'''
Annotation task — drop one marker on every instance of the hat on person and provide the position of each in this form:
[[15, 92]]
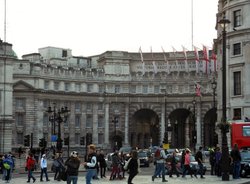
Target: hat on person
[[74, 154]]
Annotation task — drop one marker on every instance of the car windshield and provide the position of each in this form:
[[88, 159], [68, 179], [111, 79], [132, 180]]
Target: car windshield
[[142, 154], [245, 155]]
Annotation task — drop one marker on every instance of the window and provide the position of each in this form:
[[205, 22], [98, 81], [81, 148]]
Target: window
[[145, 89], [45, 120], [117, 88], [64, 53], [77, 121], [19, 119], [100, 138], [20, 103], [156, 89], [56, 86], [77, 138], [89, 106], [89, 122], [78, 106], [46, 84], [100, 122], [100, 106], [236, 49], [66, 86], [237, 18], [237, 83], [133, 89], [78, 87], [89, 87], [237, 114], [19, 138]]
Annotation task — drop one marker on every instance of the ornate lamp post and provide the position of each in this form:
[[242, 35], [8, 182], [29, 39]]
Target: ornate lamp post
[[58, 116], [194, 130], [214, 86], [224, 125]]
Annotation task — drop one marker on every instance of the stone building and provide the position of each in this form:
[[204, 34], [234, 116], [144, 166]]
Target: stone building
[[151, 100], [237, 58]]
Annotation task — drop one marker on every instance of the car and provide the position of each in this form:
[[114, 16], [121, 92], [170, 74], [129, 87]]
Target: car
[[245, 163], [108, 160], [143, 156], [193, 164]]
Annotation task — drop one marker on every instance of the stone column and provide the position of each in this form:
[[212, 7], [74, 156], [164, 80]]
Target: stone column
[[126, 124], [106, 138], [95, 128], [198, 125], [162, 127]]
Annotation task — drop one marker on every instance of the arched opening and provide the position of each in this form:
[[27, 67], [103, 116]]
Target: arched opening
[[210, 135], [183, 128], [144, 129]]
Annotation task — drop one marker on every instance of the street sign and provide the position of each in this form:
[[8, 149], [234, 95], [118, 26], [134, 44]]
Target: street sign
[[53, 138]]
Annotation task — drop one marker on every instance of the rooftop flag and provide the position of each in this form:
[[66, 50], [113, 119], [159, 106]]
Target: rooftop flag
[[165, 59], [143, 64]]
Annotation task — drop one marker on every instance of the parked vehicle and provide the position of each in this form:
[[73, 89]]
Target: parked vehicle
[[143, 156], [193, 164], [245, 163]]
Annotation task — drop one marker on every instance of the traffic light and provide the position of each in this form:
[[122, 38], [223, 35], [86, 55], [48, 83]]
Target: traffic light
[[165, 139], [66, 141], [88, 139], [27, 140], [42, 143], [82, 141]]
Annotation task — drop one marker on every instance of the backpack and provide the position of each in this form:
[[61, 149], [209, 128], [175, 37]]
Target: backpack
[[158, 154]]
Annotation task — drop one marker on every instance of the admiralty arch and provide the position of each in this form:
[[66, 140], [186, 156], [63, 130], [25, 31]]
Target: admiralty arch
[[117, 97]]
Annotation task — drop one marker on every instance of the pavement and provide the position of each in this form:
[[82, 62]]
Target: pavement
[[139, 179]]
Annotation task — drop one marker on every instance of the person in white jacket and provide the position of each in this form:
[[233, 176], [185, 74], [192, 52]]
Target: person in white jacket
[[43, 165]]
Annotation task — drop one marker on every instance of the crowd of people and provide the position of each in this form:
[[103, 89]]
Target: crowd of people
[[95, 165]]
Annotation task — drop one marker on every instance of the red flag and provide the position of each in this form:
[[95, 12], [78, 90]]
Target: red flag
[[197, 89]]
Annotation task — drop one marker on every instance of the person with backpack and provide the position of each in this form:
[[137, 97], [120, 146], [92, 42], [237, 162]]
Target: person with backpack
[[198, 158], [160, 157], [8, 166], [43, 164], [30, 165], [90, 163]]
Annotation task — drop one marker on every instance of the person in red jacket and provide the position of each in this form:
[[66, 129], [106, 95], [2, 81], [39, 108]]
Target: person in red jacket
[[30, 165]]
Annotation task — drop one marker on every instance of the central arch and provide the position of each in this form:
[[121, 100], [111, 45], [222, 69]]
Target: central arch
[[144, 129], [182, 124]]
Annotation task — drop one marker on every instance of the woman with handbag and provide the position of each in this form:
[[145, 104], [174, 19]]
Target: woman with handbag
[[30, 165]]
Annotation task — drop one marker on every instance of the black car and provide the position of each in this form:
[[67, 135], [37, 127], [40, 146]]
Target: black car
[[143, 156], [245, 163]]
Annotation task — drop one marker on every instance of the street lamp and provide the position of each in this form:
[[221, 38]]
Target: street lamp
[[58, 116], [214, 86], [115, 121], [194, 137], [224, 126]]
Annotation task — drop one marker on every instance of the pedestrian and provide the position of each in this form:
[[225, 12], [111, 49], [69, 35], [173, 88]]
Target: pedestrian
[[8, 166], [72, 164], [236, 159], [90, 163], [132, 166], [218, 155], [43, 165], [173, 164], [199, 159], [160, 164], [58, 166], [187, 164], [115, 165], [102, 163], [30, 165], [212, 160]]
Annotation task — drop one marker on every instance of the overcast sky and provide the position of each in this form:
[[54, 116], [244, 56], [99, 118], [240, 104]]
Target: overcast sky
[[91, 27]]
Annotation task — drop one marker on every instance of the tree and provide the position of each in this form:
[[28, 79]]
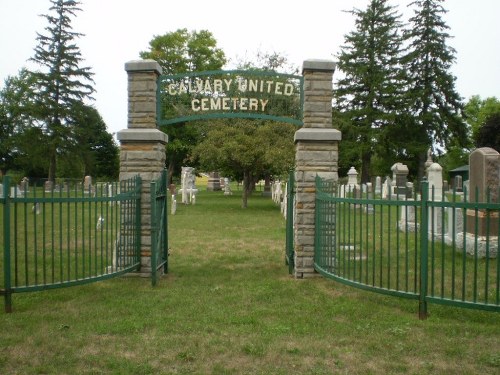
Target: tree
[[62, 84], [489, 133], [435, 104], [96, 148], [477, 111], [367, 95], [247, 150], [180, 52]]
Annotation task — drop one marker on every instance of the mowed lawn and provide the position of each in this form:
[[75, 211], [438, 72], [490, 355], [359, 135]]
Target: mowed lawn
[[229, 306]]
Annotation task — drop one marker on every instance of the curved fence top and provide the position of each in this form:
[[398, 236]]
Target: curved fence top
[[230, 94]]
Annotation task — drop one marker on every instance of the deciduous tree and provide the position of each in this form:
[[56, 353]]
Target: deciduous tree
[[178, 52], [61, 83], [368, 95], [434, 103]]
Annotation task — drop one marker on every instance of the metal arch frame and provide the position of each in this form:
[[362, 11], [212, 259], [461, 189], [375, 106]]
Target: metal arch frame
[[220, 114]]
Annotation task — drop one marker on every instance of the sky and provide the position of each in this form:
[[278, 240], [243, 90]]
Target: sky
[[115, 31]]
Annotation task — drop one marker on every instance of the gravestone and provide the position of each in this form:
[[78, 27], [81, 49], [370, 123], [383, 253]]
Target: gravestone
[[484, 180], [48, 186], [378, 185], [87, 184], [213, 183], [458, 183], [400, 178], [435, 178], [227, 187], [24, 184], [386, 188], [188, 188], [352, 178]]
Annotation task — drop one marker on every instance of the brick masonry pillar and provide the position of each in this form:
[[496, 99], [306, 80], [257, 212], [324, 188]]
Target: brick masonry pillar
[[316, 153], [142, 145]]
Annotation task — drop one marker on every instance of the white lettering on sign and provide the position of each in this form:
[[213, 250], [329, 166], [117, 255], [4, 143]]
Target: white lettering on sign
[[231, 94], [227, 104]]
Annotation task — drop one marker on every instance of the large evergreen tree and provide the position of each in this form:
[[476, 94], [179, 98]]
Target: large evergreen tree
[[178, 52], [367, 95], [61, 83], [434, 103]]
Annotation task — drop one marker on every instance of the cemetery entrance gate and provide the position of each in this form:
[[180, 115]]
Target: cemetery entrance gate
[[154, 99]]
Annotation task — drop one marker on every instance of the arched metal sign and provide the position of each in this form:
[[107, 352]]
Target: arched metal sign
[[230, 94]]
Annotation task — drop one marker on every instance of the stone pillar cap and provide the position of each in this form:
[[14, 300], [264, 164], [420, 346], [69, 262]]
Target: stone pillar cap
[[317, 134], [319, 65], [143, 66], [142, 135]]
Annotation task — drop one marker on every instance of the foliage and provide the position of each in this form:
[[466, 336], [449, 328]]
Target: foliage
[[16, 114], [489, 133], [368, 95], [228, 306], [95, 146], [63, 83], [247, 150], [435, 104], [180, 52], [477, 111], [396, 98]]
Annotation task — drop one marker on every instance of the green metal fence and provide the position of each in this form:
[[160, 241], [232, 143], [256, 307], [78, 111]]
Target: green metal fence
[[289, 245], [159, 227], [419, 247], [67, 235]]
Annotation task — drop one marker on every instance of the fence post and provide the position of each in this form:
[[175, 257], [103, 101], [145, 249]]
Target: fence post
[[424, 242], [290, 196], [142, 144], [316, 153], [154, 234], [6, 240]]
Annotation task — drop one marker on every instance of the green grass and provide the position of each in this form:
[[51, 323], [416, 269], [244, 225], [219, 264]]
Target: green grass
[[228, 306]]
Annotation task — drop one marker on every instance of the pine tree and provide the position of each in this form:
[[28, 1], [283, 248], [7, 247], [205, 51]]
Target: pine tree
[[62, 83], [434, 103], [367, 96]]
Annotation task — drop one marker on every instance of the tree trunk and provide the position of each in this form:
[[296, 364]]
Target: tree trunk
[[170, 172], [52, 166], [247, 186], [365, 167]]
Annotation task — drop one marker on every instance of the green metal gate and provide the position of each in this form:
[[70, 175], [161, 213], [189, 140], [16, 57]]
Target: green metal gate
[[399, 246], [67, 235], [289, 244], [159, 227]]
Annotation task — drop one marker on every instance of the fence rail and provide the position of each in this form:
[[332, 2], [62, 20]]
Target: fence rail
[[67, 235], [432, 250], [159, 227]]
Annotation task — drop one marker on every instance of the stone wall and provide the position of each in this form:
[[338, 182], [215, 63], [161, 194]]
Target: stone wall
[[142, 145], [316, 147]]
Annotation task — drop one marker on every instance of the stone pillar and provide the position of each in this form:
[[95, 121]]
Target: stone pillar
[[484, 176], [142, 145], [213, 183], [316, 153]]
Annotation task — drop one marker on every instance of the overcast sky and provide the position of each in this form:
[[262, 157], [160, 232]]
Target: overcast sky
[[117, 30]]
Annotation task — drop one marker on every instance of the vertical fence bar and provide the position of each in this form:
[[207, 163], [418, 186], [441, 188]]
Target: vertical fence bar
[[6, 242], [154, 233], [289, 221], [424, 240], [165, 220]]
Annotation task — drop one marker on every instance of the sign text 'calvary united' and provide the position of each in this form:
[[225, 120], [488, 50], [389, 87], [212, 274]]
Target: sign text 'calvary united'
[[233, 94]]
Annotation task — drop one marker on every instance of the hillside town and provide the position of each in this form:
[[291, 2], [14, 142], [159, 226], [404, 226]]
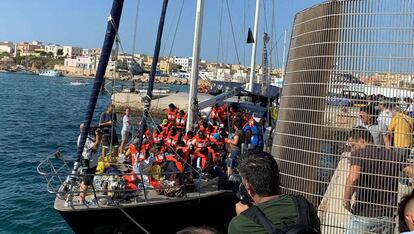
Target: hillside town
[[75, 61]]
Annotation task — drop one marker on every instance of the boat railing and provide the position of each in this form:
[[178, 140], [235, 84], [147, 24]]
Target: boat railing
[[56, 170]]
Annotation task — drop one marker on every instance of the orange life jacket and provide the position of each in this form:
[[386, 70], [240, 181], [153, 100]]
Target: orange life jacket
[[180, 121], [171, 115], [172, 140], [177, 163], [185, 151], [131, 180]]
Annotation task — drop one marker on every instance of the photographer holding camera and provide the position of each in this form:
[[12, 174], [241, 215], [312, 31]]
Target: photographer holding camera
[[263, 209], [89, 161]]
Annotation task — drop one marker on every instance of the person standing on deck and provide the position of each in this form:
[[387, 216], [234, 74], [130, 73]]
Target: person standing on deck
[[89, 161], [373, 177], [172, 112], [400, 132], [368, 120], [126, 128], [107, 123]]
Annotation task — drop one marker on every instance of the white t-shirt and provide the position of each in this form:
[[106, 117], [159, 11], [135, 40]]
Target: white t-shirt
[[89, 153], [384, 120], [126, 124]]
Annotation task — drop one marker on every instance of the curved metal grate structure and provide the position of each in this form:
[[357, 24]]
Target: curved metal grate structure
[[350, 70]]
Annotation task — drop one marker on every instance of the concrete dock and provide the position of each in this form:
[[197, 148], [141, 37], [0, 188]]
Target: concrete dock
[[158, 106]]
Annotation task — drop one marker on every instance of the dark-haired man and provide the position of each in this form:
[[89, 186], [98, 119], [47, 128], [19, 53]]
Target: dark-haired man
[[235, 145], [406, 214], [373, 177], [89, 160], [261, 178], [368, 119], [107, 123]]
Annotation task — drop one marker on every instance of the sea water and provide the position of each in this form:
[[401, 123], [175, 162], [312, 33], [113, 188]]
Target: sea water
[[38, 115]]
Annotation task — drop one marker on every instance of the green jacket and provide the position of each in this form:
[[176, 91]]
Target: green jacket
[[281, 211]]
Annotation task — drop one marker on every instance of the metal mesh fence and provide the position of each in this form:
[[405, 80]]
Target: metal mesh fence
[[349, 72]]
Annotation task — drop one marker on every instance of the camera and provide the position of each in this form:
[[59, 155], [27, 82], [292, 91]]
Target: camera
[[234, 183]]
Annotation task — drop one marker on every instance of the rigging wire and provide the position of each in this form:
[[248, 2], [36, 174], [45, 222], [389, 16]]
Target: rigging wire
[[232, 32], [165, 41], [176, 27], [265, 28], [220, 32], [135, 29]]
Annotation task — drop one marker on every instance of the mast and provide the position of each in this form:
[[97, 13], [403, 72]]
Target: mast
[[148, 97], [253, 59], [192, 97], [111, 30], [284, 55]]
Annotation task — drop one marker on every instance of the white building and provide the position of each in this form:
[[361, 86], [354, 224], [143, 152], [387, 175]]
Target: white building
[[39, 43], [72, 51], [53, 48], [185, 63], [6, 47], [86, 52], [86, 62]]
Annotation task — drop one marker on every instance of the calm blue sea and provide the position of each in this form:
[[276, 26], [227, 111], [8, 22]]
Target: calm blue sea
[[37, 116]]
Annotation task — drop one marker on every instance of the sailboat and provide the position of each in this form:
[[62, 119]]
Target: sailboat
[[144, 210]]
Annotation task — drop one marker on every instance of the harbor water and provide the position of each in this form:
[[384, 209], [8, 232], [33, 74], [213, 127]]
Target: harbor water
[[38, 116]]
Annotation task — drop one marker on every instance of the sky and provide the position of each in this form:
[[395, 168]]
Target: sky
[[83, 22]]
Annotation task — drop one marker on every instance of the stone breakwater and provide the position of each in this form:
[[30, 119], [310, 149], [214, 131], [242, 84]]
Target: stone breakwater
[[90, 73], [158, 106]]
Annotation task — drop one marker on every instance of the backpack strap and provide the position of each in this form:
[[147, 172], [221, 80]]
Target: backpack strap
[[257, 216], [303, 224], [302, 208]]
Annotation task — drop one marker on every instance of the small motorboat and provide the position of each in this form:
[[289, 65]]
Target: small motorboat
[[51, 73], [78, 83]]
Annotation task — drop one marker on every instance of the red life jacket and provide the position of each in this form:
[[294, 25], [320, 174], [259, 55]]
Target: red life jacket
[[133, 150], [214, 154], [185, 151], [172, 140], [180, 121], [188, 141], [159, 158], [171, 115], [131, 180], [200, 143], [157, 137]]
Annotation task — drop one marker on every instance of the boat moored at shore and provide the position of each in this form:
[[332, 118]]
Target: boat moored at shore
[[51, 73]]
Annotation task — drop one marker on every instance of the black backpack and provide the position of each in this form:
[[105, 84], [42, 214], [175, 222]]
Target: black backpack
[[302, 226]]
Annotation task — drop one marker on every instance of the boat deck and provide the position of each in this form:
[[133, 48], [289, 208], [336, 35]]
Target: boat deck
[[151, 197]]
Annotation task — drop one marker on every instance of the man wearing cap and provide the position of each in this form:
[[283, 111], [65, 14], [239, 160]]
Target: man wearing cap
[[400, 132], [89, 160], [107, 122], [368, 120], [172, 112]]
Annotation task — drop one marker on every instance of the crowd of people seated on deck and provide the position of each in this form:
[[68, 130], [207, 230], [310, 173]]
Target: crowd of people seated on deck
[[211, 149]]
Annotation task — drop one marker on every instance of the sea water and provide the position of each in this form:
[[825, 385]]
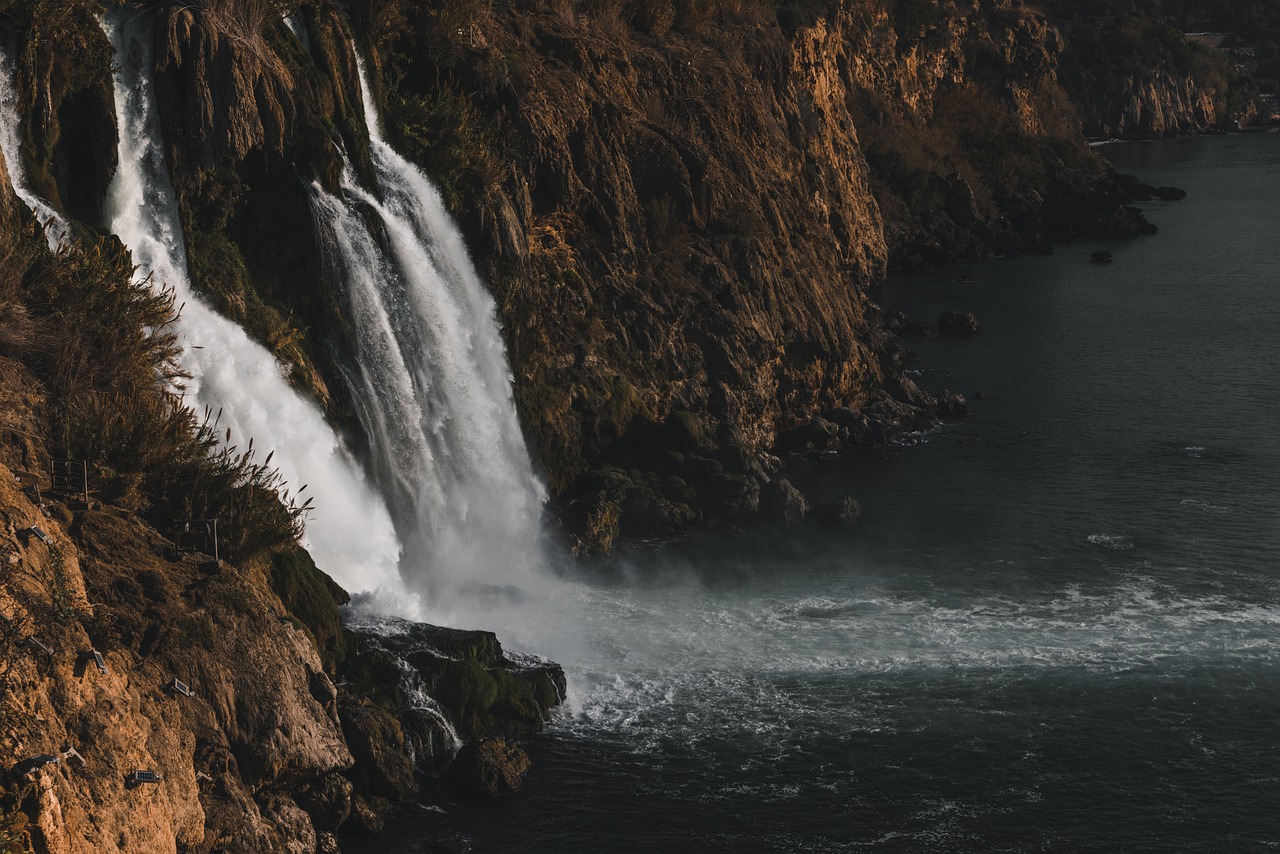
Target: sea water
[[1056, 628]]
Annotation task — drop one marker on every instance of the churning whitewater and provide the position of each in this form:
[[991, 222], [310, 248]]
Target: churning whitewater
[[56, 229], [350, 533], [433, 388]]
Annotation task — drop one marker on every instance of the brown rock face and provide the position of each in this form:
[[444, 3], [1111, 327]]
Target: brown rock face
[[489, 768], [261, 720]]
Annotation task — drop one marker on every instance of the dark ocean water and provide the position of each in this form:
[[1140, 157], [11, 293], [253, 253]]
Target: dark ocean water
[[1056, 629]]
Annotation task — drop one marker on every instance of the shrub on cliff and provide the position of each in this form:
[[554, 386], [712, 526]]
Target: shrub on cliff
[[103, 347]]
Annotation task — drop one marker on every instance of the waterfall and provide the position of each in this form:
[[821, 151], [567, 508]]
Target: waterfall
[[350, 533], [433, 386], [56, 229]]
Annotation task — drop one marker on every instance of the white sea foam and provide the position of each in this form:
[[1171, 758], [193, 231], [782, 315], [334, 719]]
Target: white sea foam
[[1206, 507], [1118, 542]]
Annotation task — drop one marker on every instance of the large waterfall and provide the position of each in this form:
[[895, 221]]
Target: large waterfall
[[433, 386], [56, 231], [350, 533]]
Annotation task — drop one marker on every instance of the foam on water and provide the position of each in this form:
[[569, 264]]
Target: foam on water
[[690, 666]]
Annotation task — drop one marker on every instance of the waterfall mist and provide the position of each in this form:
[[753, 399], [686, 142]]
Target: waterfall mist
[[350, 533], [433, 389], [56, 229]]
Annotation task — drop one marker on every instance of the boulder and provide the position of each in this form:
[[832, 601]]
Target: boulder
[[899, 324], [819, 434], [784, 503], [488, 768], [958, 323], [327, 802], [952, 405], [842, 514], [368, 814], [376, 740]]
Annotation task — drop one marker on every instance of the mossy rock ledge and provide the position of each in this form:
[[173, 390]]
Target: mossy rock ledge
[[408, 684]]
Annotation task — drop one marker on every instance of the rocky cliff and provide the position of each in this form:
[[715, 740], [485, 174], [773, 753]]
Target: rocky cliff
[[679, 206], [156, 698]]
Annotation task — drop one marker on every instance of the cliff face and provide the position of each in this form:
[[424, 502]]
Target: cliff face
[[680, 223], [261, 724], [1161, 104], [677, 214]]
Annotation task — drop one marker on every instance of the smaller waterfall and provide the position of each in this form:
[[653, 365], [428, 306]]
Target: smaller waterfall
[[433, 386], [296, 24], [56, 229], [350, 533]]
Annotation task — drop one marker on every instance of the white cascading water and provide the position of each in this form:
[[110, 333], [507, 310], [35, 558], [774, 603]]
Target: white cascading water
[[56, 231], [350, 533], [434, 389]]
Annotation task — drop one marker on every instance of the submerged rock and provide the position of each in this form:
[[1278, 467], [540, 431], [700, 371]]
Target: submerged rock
[[841, 514], [958, 323], [489, 768], [785, 503]]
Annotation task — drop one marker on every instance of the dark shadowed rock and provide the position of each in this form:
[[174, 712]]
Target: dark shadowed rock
[[958, 323], [819, 434], [378, 744], [327, 802], [842, 514], [368, 814], [951, 405], [899, 324], [784, 503], [488, 768]]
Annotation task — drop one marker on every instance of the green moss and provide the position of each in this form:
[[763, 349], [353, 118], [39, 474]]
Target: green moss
[[314, 599], [469, 692]]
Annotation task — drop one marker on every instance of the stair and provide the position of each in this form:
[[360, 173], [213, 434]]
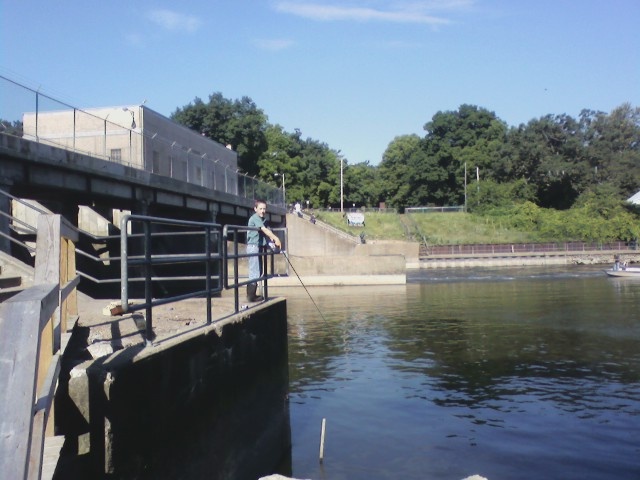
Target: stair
[[14, 276]]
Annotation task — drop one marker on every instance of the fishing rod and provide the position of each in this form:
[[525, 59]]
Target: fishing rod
[[302, 283]]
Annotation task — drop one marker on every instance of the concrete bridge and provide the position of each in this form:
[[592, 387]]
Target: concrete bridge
[[64, 180]]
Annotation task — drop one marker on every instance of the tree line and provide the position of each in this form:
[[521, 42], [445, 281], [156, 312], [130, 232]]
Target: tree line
[[466, 157]]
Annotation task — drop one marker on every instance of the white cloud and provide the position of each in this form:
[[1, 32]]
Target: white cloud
[[174, 21], [420, 12], [274, 44]]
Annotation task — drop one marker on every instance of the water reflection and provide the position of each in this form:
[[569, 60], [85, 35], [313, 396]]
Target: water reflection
[[410, 377]]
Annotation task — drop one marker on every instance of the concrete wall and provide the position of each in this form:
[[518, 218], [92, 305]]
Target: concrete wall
[[209, 404], [308, 239], [317, 254]]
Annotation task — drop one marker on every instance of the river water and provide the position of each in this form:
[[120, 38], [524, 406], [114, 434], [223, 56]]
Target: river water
[[530, 373]]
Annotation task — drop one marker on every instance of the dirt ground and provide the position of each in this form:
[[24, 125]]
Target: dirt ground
[[110, 330]]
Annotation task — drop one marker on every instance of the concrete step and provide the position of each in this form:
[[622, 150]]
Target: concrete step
[[8, 281], [51, 456]]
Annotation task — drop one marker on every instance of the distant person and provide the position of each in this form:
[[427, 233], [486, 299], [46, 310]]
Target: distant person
[[256, 240]]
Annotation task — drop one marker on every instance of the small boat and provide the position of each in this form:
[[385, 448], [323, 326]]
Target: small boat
[[621, 270]]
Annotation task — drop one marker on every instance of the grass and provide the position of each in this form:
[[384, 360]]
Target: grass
[[432, 228]]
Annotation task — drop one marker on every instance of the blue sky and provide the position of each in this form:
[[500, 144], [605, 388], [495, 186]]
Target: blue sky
[[351, 73]]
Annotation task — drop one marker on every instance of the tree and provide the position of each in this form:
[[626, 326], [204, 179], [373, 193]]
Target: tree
[[471, 136], [408, 176], [239, 123]]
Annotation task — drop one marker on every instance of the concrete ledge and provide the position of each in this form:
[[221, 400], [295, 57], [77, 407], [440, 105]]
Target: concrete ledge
[[337, 280]]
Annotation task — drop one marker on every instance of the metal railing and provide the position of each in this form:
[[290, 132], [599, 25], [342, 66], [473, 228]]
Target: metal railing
[[187, 232], [153, 251], [523, 248], [232, 236]]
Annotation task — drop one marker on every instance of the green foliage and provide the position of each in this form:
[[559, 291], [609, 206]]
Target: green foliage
[[585, 167], [239, 123]]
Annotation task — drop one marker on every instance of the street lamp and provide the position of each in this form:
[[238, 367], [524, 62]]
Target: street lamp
[[284, 199], [133, 120], [341, 185]]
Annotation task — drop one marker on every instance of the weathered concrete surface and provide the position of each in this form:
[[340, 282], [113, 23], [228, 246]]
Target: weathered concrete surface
[[209, 401], [318, 254]]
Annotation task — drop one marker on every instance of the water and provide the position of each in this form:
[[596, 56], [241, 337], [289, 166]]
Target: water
[[508, 373]]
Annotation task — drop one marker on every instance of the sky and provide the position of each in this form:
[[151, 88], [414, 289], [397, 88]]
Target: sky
[[353, 74]]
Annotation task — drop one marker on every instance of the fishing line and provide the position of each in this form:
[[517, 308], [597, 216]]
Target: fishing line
'''
** EXERCISE PROMPT **
Repeat the material from the line with "the fishing rod" up to and including the line with "[[110, 330]]", word for word.

** CORRECT RESPONSE **
Annotation task — drop one marker on every instance of the fishing rod and provide the position of each in this form:
[[525, 59]]
Target: fishing rod
[[302, 283]]
Annotation task — drop one marker on every instance of the concrete bridge and provide the position of each in this form:
[[592, 387]]
Target: concrete bridge
[[64, 180]]
Annotation task — drop one marker on every instance of the tree line and provide the position of each in this form:
[[521, 42], [445, 281], [156, 312], [130, 232]]
Target: tree line
[[466, 157]]
Annotation task — drop one marker on every instance of the white cloud and provide the position of each in this form:
[[1, 32]]
Target: white cloud
[[174, 21], [420, 12], [274, 44]]
Annotation task — drop one marker on every instance of the water reflection and provide the position of each in this form:
[[569, 60], [85, 35], [313, 396]]
Target: water reflection
[[410, 377]]
Annotation task — drop one marker on every instance of the concrete wall and provide the position of each in this form:
[[518, 218], [92, 305]]
Target: concrete wall
[[209, 404], [308, 239], [317, 254]]
Annotation task — drop one marker on every instance of the river water and provide the position of each in this form:
[[120, 38], [524, 406], [114, 434], [223, 56]]
Target: river water
[[530, 373]]
Annotation task — drop one marker on every instance of the dirt ground and provide the position of each in this form:
[[24, 125]]
Target: dirt ground
[[110, 330]]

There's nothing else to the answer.